Data listing
-- BEGIN --
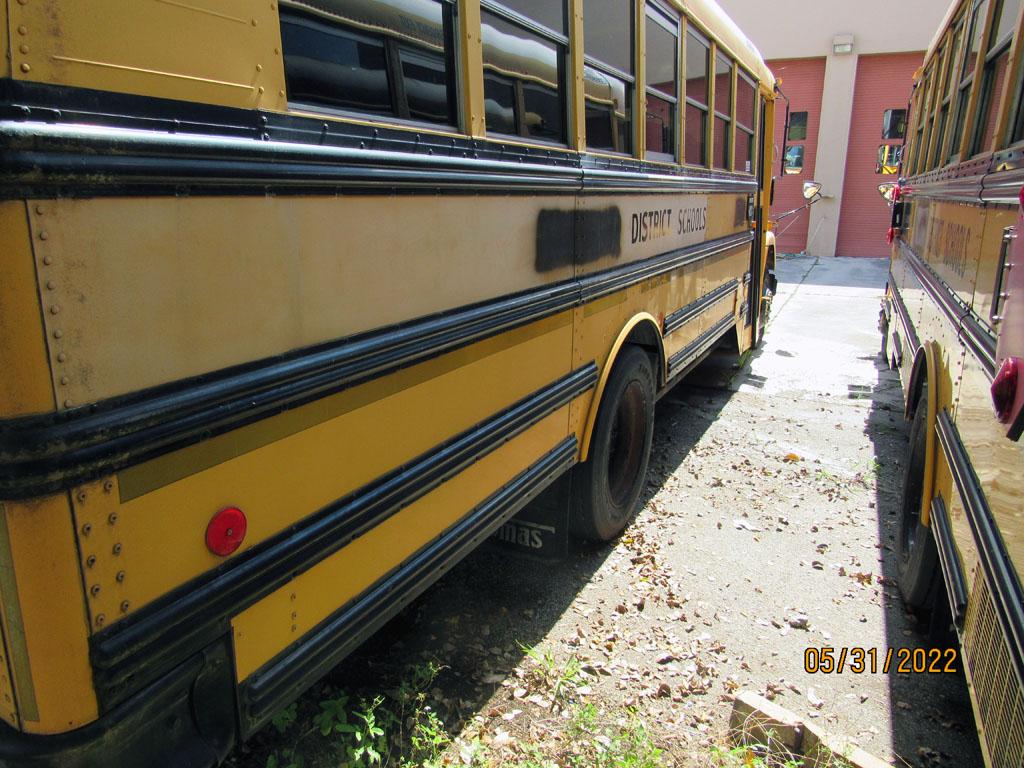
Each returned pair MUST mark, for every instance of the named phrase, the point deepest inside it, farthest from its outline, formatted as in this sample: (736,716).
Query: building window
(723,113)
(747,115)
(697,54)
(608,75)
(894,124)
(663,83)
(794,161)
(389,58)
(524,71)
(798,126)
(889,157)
-- END --
-- BEGIN --
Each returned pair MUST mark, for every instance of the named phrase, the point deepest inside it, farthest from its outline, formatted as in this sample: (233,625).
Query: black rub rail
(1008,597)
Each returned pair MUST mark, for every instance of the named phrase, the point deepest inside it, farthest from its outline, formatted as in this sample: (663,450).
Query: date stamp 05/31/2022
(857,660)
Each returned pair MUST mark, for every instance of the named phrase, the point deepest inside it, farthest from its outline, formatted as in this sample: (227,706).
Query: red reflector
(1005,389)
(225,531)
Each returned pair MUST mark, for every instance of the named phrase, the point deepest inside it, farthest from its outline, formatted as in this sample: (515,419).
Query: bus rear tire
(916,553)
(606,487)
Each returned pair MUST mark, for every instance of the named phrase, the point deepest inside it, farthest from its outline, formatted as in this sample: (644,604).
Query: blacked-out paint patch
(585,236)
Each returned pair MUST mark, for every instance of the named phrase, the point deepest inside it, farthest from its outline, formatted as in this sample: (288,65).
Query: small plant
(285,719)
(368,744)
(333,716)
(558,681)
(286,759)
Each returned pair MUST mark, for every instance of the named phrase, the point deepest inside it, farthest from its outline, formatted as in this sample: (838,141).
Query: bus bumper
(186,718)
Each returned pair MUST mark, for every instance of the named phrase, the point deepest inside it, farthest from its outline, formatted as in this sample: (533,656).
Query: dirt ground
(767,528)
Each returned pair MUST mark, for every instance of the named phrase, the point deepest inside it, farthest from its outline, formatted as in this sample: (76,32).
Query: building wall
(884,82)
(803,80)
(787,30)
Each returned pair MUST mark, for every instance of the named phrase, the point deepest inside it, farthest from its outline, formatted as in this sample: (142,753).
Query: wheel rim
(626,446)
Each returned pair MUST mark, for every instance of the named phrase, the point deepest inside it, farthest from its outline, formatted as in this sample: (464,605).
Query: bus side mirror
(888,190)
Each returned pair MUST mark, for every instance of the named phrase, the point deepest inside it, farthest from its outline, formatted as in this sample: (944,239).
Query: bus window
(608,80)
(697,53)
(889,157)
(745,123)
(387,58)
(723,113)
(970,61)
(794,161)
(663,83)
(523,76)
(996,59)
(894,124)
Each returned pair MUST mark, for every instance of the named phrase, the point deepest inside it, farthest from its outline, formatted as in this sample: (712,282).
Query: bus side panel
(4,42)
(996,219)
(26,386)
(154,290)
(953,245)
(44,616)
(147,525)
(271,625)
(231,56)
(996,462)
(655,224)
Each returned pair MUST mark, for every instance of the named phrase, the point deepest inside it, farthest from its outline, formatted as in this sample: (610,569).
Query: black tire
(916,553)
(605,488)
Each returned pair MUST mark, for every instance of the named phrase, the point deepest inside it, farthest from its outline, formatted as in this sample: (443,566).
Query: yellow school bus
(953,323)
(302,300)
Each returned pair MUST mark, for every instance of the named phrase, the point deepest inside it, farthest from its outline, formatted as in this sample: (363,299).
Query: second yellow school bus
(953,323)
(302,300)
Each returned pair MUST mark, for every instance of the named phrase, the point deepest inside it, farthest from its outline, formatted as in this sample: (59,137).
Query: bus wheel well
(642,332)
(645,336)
-- END --
-- BEGIN --
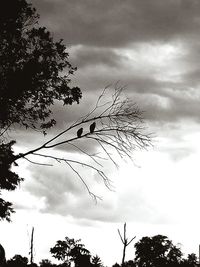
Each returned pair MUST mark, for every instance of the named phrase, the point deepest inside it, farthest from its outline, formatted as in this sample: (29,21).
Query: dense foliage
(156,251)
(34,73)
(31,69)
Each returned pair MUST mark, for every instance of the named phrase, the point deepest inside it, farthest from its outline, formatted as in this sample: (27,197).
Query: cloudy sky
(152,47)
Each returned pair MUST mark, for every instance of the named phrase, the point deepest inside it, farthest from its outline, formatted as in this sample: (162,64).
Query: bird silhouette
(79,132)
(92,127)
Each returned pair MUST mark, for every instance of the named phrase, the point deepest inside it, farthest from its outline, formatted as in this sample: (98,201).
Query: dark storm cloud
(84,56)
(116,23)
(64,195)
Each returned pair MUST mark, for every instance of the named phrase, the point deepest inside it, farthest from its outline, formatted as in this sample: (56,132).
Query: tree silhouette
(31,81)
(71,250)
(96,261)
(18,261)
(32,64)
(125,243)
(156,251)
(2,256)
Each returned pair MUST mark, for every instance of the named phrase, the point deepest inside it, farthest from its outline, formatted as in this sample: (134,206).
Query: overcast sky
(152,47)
-- END --
**THE REQUEST**
List every line of the data above that contains the word "building", copying each line in full.

**THE COMPLETED TASK**
Query: building window
Query: building wall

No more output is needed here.